:: Written problem ::
Copy the stretch from the line containing "Traffic-operations request: mark the rice" through the line containing "Traffic-operations request: mark the bare", replacing "lane-occupancy tally" with "traffic-flow survey" and leaving everything else unchanged. Give only those lines.

:: Working data ::

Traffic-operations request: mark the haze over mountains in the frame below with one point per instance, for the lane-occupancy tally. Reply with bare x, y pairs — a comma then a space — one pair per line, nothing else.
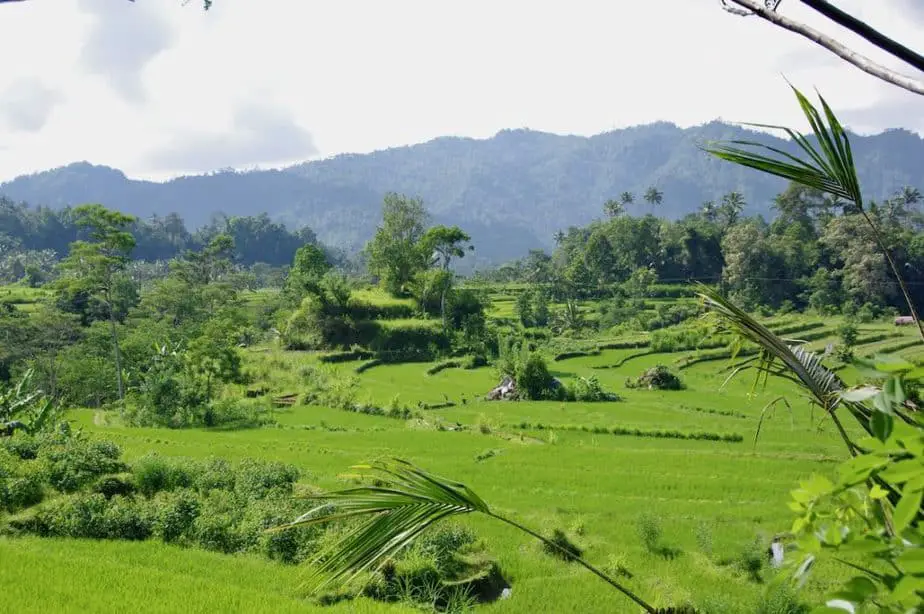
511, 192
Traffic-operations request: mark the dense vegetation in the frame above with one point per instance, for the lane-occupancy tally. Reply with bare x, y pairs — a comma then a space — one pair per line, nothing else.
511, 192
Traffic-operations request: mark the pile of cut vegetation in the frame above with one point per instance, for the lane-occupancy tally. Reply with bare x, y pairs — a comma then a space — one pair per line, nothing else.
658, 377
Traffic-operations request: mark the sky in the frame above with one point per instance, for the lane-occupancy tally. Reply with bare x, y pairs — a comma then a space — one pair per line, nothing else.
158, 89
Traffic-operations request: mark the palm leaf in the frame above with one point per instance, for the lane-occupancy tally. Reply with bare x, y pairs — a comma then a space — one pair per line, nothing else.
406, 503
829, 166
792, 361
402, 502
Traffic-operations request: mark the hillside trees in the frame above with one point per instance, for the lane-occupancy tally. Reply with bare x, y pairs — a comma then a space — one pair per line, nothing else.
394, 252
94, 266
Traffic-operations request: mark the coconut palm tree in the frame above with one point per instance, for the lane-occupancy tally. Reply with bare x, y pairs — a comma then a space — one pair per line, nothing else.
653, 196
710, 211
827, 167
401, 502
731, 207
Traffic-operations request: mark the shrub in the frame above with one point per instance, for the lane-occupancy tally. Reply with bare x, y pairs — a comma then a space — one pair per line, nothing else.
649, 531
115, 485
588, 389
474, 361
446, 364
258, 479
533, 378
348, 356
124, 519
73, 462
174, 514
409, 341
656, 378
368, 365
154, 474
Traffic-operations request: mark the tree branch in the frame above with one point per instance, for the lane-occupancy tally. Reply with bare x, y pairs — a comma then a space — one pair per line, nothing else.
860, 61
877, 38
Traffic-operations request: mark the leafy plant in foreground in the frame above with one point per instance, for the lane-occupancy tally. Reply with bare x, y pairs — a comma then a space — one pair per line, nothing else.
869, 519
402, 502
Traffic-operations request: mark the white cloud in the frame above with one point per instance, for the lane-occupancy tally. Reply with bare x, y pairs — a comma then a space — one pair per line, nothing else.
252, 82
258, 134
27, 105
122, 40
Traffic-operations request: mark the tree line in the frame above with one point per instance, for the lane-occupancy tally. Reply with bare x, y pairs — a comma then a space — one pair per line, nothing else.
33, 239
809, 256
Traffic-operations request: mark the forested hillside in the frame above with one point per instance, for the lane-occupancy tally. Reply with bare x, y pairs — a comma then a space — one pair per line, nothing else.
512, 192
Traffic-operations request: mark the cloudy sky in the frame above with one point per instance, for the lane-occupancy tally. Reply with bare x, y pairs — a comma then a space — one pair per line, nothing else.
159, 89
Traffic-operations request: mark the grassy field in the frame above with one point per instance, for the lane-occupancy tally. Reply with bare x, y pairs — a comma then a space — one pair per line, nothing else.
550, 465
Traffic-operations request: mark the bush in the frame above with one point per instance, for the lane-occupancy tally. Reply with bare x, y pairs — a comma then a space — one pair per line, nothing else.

---

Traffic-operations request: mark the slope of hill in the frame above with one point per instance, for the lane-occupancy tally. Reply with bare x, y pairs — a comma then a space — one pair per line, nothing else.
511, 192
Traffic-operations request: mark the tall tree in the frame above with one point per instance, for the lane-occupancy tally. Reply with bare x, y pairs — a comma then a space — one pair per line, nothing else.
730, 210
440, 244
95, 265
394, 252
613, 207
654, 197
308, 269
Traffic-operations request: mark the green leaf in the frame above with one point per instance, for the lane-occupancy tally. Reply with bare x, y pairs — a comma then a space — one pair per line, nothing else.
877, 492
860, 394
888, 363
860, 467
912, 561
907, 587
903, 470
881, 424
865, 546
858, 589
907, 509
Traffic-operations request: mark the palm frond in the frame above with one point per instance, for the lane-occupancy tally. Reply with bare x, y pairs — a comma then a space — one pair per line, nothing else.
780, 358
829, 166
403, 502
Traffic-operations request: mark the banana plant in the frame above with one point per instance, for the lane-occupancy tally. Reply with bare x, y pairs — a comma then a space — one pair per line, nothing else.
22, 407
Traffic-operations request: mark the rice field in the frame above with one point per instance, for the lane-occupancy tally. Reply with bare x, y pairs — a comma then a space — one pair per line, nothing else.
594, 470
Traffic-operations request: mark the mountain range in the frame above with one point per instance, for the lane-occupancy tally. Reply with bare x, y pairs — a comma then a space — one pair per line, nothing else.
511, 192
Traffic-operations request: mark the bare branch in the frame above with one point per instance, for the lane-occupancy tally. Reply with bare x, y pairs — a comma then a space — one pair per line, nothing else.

:: Reply ::
Traffic-operations request: mark the rice field in the frame above with one point per instance, for the traffic-flow survey. Reply with bare x, y pairs — a comma then a space — one pair per line, nothing else.
594, 470
Traffic-operations request: mark the mountain range in the frame above with one point per instance, for the traffic-flow survey. Reply with bare x, y pairs — a comma then a space — one pair per line, nothing else.
511, 192
Traffic-operations request: mark the bare branch in the frame above with one point per instance, for the traffic-flow survey. Reply with bare x, y pairs — a comma then a space — one pair per line, nothing else.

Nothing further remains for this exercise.